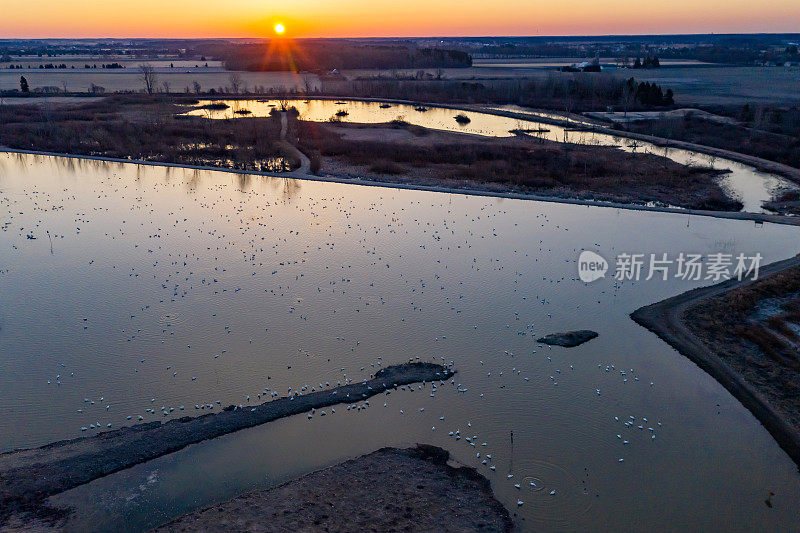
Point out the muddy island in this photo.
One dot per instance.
(392, 489)
(29, 477)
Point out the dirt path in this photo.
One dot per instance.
(388, 490)
(665, 319)
(28, 477)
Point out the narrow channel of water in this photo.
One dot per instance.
(744, 182)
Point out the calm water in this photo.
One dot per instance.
(743, 182)
(167, 287)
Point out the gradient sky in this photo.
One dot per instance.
(366, 18)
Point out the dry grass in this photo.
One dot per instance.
(522, 165)
(763, 348)
(134, 127)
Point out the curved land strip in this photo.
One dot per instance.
(28, 477)
(764, 165)
(152, 131)
(718, 329)
(391, 489)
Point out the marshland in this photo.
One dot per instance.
(209, 273)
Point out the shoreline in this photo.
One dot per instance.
(405, 488)
(734, 215)
(760, 164)
(665, 319)
(29, 476)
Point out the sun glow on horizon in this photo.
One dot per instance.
(362, 18)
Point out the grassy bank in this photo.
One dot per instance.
(524, 164)
(138, 127)
(754, 329)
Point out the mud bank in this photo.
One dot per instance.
(412, 489)
(28, 477)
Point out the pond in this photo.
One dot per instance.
(149, 288)
(744, 182)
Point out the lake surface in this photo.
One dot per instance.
(157, 288)
(744, 182)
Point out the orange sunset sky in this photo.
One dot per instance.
(367, 18)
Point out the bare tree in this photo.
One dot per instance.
(148, 76)
(236, 82)
(308, 84)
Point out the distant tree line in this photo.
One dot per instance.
(648, 62)
(327, 56)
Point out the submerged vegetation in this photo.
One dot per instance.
(771, 133)
(521, 165)
(130, 127)
(755, 329)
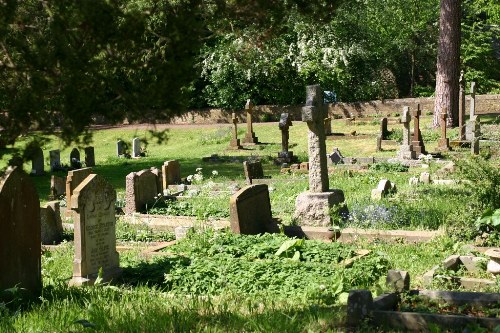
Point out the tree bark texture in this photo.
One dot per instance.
(448, 63)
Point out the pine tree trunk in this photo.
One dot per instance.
(448, 63)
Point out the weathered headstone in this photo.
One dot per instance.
(250, 210)
(252, 170)
(384, 132)
(20, 244)
(235, 142)
(328, 126)
(57, 187)
(55, 159)
(312, 207)
(250, 137)
(444, 142)
(74, 158)
(136, 147)
(93, 204)
(74, 178)
(51, 223)
(285, 156)
(89, 156)
(461, 107)
(171, 173)
(417, 143)
(141, 188)
(120, 148)
(37, 167)
(405, 150)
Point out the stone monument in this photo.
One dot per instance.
(20, 235)
(250, 138)
(406, 150)
(417, 143)
(312, 207)
(235, 142)
(93, 203)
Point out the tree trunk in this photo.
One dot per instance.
(448, 63)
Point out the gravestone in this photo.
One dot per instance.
(37, 167)
(57, 187)
(235, 142)
(312, 207)
(328, 126)
(253, 170)
(461, 107)
(171, 173)
(444, 142)
(89, 156)
(20, 243)
(93, 204)
(250, 210)
(250, 138)
(476, 134)
(51, 223)
(405, 150)
(417, 143)
(140, 189)
(285, 156)
(120, 148)
(55, 159)
(74, 158)
(384, 132)
(74, 178)
(136, 147)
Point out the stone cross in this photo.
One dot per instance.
(472, 99)
(443, 143)
(55, 159)
(89, 156)
(417, 143)
(20, 233)
(406, 151)
(136, 147)
(37, 167)
(250, 137)
(93, 204)
(235, 142)
(314, 114)
(461, 107)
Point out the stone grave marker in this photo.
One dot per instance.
(55, 159)
(171, 173)
(120, 148)
(136, 147)
(250, 138)
(57, 187)
(312, 207)
(405, 150)
(37, 163)
(235, 142)
(51, 223)
(140, 189)
(417, 143)
(74, 178)
(89, 156)
(93, 204)
(250, 210)
(252, 170)
(328, 126)
(20, 239)
(444, 142)
(285, 156)
(74, 158)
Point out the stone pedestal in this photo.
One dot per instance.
(313, 209)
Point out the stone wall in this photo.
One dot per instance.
(485, 104)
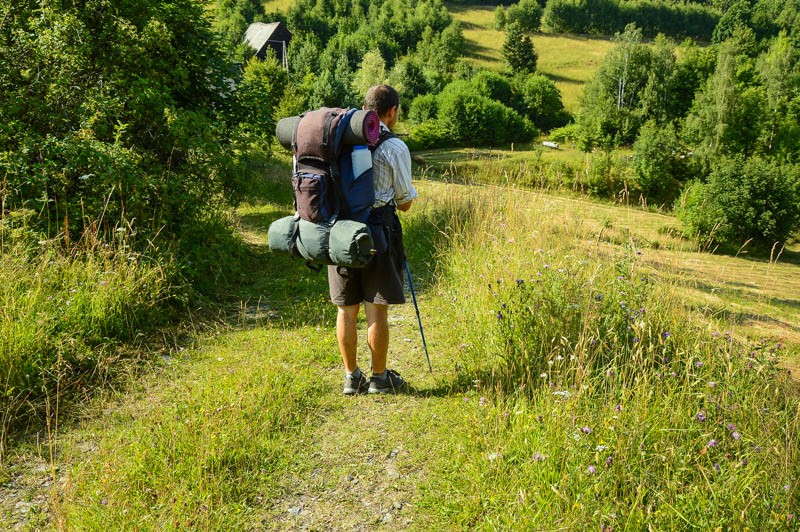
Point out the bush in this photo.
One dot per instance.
(540, 100)
(478, 121)
(742, 200)
(423, 108)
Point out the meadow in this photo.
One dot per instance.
(580, 379)
(592, 368)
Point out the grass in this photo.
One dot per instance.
(551, 416)
(570, 60)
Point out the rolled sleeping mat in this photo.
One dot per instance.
(350, 244)
(312, 241)
(364, 127)
(282, 234)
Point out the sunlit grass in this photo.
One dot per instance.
(570, 60)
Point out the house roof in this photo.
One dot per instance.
(258, 33)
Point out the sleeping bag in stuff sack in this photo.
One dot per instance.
(282, 234)
(350, 244)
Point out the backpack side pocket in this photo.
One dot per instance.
(312, 196)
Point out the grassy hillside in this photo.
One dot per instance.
(248, 429)
(569, 60)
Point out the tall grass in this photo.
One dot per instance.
(602, 398)
(61, 313)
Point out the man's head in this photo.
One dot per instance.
(385, 101)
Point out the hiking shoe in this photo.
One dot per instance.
(392, 382)
(355, 383)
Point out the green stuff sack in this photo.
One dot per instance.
(350, 244)
(312, 241)
(282, 234)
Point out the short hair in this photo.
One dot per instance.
(381, 99)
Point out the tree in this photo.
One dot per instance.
(372, 72)
(518, 50)
(656, 162)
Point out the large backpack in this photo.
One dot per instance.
(333, 205)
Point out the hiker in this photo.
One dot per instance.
(380, 283)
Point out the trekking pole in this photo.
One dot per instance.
(419, 320)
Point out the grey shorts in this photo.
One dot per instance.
(380, 282)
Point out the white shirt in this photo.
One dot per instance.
(392, 172)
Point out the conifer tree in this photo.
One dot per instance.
(518, 50)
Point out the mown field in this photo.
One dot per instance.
(571, 358)
(592, 369)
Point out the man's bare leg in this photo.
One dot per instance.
(347, 335)
(377, 334)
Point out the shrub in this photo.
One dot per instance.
(477, 120)
(540, 100)
(744, 199)
(423, 108)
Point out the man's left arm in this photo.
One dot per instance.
(404, 191)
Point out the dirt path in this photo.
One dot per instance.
(365, 461)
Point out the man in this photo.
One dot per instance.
(380, 283)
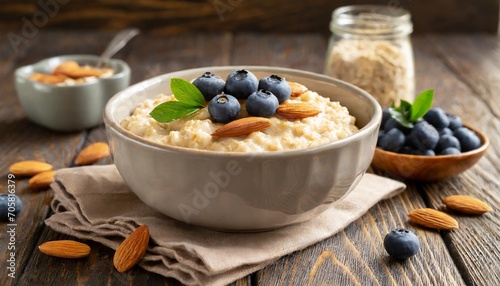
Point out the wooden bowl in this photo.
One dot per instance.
(429, 168)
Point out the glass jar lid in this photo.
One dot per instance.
(372, 21)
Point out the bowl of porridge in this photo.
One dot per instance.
(284, 171)
(68, 93)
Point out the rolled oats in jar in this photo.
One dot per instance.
(370, 47)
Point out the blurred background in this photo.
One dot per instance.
(175, 16)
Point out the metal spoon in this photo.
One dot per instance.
(116, 44)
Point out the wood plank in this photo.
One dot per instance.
(302, 51)
(172, 16)
(97, 269)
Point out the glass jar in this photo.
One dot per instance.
(370, 47)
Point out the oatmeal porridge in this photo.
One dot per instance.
(332, 123)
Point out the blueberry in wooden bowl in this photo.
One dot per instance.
(435, 146)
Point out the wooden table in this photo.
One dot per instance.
(463, 69)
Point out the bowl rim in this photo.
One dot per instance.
(485, 142)
(124, 70)
(364, 131)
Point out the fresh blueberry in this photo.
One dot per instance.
(9, 203)
(445, 131)
(277, 85)
(262, 103)
(450, 151)
(455, 122)
(210, 85)
(385, 116)
(241, 83)
(437, 118)
(401, 244)
(447, 141)
(224, 108)
(424, 152)
(393, 140)
(467, 138)
(424, 136)
(393, 123)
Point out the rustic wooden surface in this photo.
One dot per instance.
(172, 16)
(464, 70)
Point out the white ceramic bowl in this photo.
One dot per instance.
(68, 107)
(243, 191)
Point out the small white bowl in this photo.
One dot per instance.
(68, 108)
(243, 191)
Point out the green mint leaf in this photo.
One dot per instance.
(172, 110)
(421, 105)
(187, 92)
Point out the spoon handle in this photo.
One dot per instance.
(116, 44)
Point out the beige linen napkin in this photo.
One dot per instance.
(94, 203)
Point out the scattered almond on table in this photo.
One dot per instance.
(466, 205)
(433, 219)
(132, 249)
(65, 249)
(29, 168)
(42, 180)
(92, 154)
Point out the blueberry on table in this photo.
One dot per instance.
(277, 85)
(241, 83)
(450, 151)
(9, 203)
(210, 85)
(447, 141)
(262, 103)
(381, 133)
(467, 138)
(437, 118)
(224, 108)
(407, 150)
(455, 122)
(393, 140)
(424, 152)
(401, 244)
(424, 136)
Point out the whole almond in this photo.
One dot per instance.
(466, 205)
(433, 219)
(241, 127)
(132, 249)
(42, 180)
(65, 249)
(29, 168)
(92, 154)
(296, 88)
(297, 110)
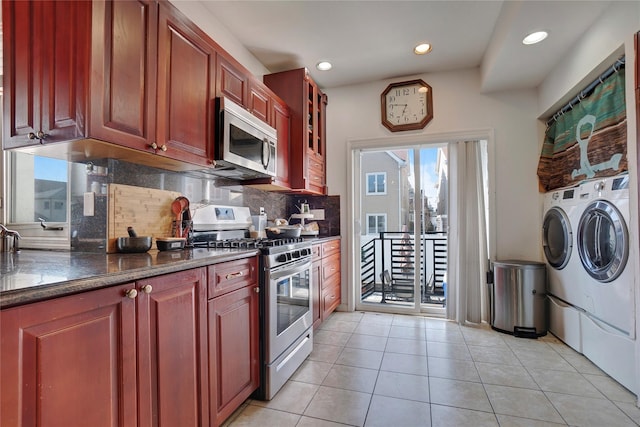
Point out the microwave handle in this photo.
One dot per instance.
(266, 150)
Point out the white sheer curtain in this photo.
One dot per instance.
(468, 254)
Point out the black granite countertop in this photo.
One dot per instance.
(33, 275)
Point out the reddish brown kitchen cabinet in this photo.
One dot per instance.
(152, 80)
(46, 51)
(186, 88)
(232, 80)
(326, 279)
(307, 104)
(316, 283)
(70, 359)
(259, 101)
(234, 334)
(129, 355)
(330, 287)
(172, 349)
(281, 121)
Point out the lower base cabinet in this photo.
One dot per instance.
(128, 355)
(234, 346)
(326, 279)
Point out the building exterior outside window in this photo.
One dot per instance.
(377, 183)
(376, 223)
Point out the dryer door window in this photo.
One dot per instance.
(603, 241)
(557, 238)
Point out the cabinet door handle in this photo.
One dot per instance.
(234, 275)
(157, 147)
(131, 293)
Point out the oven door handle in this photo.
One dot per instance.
(290, 270)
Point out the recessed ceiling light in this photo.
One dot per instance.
(422, 48)
(324, 65)
(535, 37)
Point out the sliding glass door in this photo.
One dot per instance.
(402, 204)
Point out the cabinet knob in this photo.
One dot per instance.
(233, 275)
(157, 147)
(131, 293)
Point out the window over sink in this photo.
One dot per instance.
(37, 192)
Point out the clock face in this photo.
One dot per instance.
(407, 105)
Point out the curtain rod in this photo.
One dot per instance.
(620, 62)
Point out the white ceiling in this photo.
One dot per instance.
(374, 40)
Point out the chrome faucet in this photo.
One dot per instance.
(5, 234)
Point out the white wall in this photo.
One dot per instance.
(354, 113)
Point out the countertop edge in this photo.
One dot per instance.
(23, 296)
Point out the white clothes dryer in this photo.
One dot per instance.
(602, 242)
(603, 246)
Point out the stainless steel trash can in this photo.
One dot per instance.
(518, 298)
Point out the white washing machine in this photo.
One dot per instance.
(566, 297)
(603, 247)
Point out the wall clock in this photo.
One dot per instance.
(407, 105)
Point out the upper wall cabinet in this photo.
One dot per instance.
(135, 74)
(307, 104)
(45, 55)
(152, 80)
(232, 82)
(186, 88)
(124, 72)
(151, 75)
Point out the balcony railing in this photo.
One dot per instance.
(388, 265)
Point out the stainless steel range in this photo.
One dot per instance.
(285, 283)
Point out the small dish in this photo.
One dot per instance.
(133, 244)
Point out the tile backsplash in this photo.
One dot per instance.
(89, 233)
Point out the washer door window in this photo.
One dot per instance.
(603, 241)
(557, 238)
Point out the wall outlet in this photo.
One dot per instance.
(89, 204)
(317, 214)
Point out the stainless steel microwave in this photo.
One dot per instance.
(246, 146)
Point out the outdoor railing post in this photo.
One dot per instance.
(382, 244)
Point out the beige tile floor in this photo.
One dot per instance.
(371, 369)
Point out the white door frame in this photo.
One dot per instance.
(354, 187)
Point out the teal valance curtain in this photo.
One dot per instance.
(589, 140)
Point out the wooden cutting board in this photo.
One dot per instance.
(147, 210)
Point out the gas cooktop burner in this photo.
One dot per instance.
(248, 243)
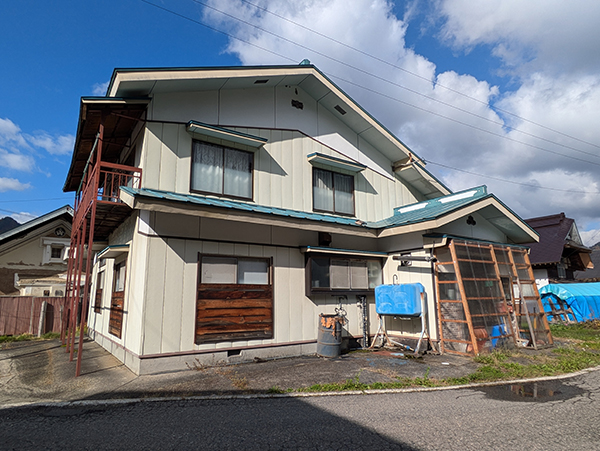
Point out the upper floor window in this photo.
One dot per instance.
(333, 192)
(221, 170)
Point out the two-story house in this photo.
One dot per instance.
(239, 203)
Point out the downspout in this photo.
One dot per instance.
(435, 301)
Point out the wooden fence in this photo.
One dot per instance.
(21, 314)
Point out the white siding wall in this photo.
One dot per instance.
(171, 282)
(282, 173)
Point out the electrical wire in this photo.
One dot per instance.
(398, 85)
(531, 185)
(428, 80)
(403, 102)
(37, 200)
(371, 90)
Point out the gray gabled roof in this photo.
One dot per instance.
(432, 212)
(25, 228)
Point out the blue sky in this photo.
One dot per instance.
(503, 88)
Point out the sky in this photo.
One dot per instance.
(504, 93)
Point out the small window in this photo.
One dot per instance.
(99, 287)
(230, 270)
(56, 252)
(119, 277)
(333, 192)
(343, 274)
(221, 170)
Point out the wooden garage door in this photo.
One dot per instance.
(234, 311)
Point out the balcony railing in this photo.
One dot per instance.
(103, 183)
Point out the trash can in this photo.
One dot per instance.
(329, 340)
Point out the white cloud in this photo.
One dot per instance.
(590, 237)
(99, 89)
(536, 35)
(8, 184)
(547, 48)
(16, 161)
(20, 151)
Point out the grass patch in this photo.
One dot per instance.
(28, 337)
(580, 352)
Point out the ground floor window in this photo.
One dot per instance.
(234, 299)
(117, 300)
(337, 274)
(99, 287)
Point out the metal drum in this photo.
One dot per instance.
(329, 341)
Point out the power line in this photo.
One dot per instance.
(531, 185)
(464, 123)
(367, 73)
(398, 85)
(422, 77)
(18, 213)
(408, 104)
(36, 200)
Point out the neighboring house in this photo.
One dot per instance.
(239, 203)
(36, 250)
(591, 275)
(560, 251)
(7, 223)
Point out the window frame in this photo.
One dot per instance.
(222, 193)
(333, 174)
(311, 291)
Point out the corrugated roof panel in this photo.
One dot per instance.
(415, 213)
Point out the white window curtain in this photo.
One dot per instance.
(207, 168)
(322, 190)
(218, 270)
(238, 173)
(344, 187)
(340, 274)
(254, 272)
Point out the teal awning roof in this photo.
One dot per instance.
(409, 214)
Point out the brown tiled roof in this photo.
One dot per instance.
(553, 231)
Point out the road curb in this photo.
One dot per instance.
(111, 402)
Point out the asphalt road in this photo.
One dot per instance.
(559, 415)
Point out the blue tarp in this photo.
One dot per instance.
(400, 300)
(583, 298)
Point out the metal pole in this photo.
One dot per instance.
(80, 246)
(90, 240)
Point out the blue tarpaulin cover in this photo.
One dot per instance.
(583, 298)
(401, 300)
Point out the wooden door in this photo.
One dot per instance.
(115, 324)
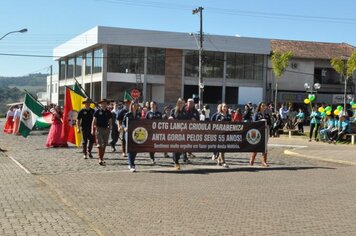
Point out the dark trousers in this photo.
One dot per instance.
(312, 126)
(176, 157)
(87, 138)
(114, 136)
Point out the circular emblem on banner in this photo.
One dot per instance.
(135, 93)
(253, 136)
(139, 135)
(72, 118)
(26, 115)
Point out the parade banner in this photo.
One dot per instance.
(195, 136)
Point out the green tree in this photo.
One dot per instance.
(344, 69)
(280, 62)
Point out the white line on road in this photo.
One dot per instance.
(19, 164)
(286, 145)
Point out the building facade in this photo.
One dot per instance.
(311, 64)
(108, 61)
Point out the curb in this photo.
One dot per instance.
(290, 153)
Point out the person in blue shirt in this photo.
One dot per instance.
(343, 129)
(315, 117)
(153, 114)
(300, 120)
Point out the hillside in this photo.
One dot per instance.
(12, 88)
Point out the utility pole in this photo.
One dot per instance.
(50, 82)
(201, 85)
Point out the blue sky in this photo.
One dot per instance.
(51, 23)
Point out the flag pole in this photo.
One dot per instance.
(34, 98)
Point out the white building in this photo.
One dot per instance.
(164, 65)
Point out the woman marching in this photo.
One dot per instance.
(178, 113)
(9, 124)
(153, 114)
(261, 115)
(132, 114)
(223, 116)
(54, 138)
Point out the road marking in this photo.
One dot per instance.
(286, 145)
(19, 164)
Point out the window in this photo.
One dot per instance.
(191, 67)
(98, 60)
(125, 59)
(62, 70)
(156, 61)
(244, 66)
(213, 64)
(88, 60)
(70, 68)
(78, 66)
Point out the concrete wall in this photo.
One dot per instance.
(173, 82)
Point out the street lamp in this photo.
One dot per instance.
(312, 90)
(201, 85)
(17, 31)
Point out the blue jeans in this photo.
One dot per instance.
(131, 158)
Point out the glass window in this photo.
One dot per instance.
(70, 68)
(62, 70)
(156, 61)
(98, 60)
(125, 59)
(258, 68)
(244, 66)
(88, 60)
(78, 66)
(191, 67)
(213, 64)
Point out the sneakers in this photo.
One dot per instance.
(191, 155)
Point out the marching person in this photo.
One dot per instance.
(192, 114)
(17, 116)
(54, 138)
(178, 113)
(223, 116)
(114, 130)
(132, 114)
(213, 118)
(153, 114)
(9, 124)
(84, 122)
(102, 123)
(261, 115)
(120, 117)
(315, 118)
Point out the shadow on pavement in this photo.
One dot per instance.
(204, 171)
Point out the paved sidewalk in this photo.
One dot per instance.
(300, 147)
(28, 208)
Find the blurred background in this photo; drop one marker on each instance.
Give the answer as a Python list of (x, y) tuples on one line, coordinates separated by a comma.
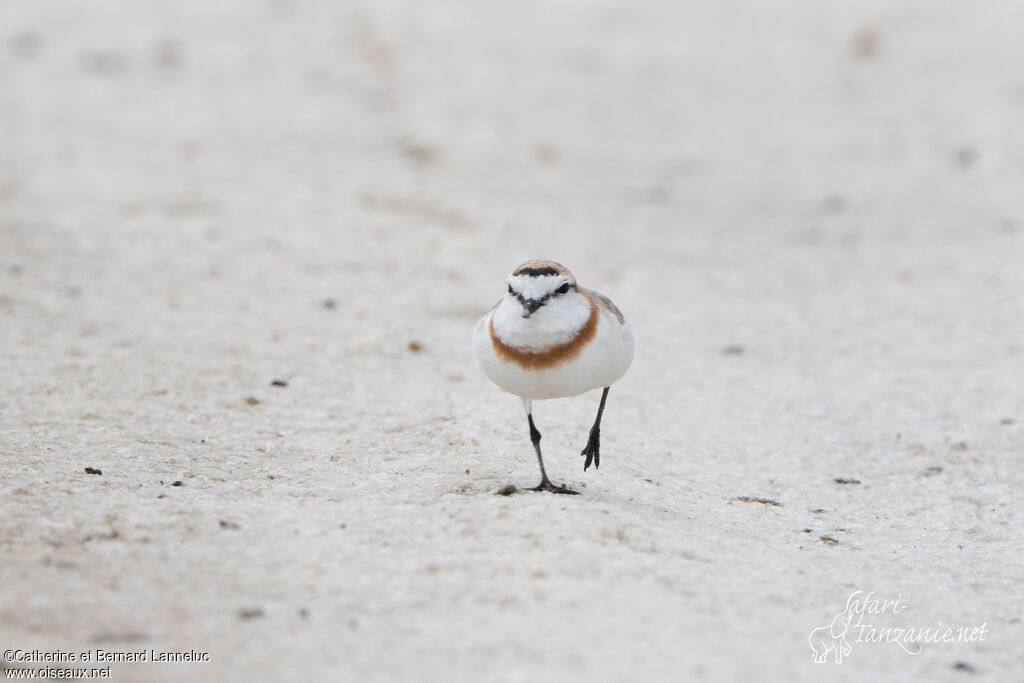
[(811, 212)]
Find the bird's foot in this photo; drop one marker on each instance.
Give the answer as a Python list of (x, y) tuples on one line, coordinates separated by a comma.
[(548, 486), (592, 451)]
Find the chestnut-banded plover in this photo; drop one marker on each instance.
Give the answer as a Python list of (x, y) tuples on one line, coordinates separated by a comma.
[(550, 338)]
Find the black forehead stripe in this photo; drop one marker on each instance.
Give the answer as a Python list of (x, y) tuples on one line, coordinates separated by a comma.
[(537, 272)]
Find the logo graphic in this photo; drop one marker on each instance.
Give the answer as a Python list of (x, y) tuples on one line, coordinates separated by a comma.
[(855, 624)]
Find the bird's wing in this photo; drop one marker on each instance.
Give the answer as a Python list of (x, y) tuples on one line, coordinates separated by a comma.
[(604, 303)]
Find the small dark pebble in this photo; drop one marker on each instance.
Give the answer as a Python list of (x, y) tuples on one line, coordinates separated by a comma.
[(762, 501), (965, 157), (866, 43), (834, 205)]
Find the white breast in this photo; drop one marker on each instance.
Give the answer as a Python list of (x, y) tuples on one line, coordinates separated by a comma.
[(600, 363)]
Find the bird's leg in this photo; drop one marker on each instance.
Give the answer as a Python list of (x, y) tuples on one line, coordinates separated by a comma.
[(535, 437), (593, 449)]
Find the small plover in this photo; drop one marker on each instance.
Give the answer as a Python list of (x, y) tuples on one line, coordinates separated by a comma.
[(550, 338)]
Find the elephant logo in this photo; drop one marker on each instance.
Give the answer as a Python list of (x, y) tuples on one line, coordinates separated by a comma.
[(830, 639)]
◇ ◇ ◇
Please copy exactly, and only, the lines from the line containing "Find the bird's wing" through the last line of the records, with both ends included.

Find the bird's wing in this photo; drop one marker on each instance.
Give the answer as a Python list of (x, y) tuples on one line, coordinates separated by a comma.
[(604, 303)]
Find the small dark pebble in this photo; drop one marker on each instance.
Give the answer as a Python list of (x, y) tuples on one line, coordinates separated by a comma.
[(762, 501), (965, 157), (866, 43), (834, 205)]
Find the white breast in this photo; drop one marker on each instance.
Give the answer as a Python list of (x, y) tuples on one line, coordinates separated by a comma.
[(600, 363)]
Find the bird's leg in this photo; drop one marker on each instance.
Give the answer as a Python list of (x, y) tuples on one line, coordinates separated by a comma.
[(535, 437), (593, 449)]
Find the small plover in this photo; drop one marker on each instance.
Give the answer as a Python list of (x, y) tuples on one line, coordinates separated by a comma.
[(550, 338)]
Find the elephant logo in this photo; drop one marker on each instance.
Give the answer as a Python list of (x, y) tuples on one line, coordinates separated by a comma.
[(830, 639)]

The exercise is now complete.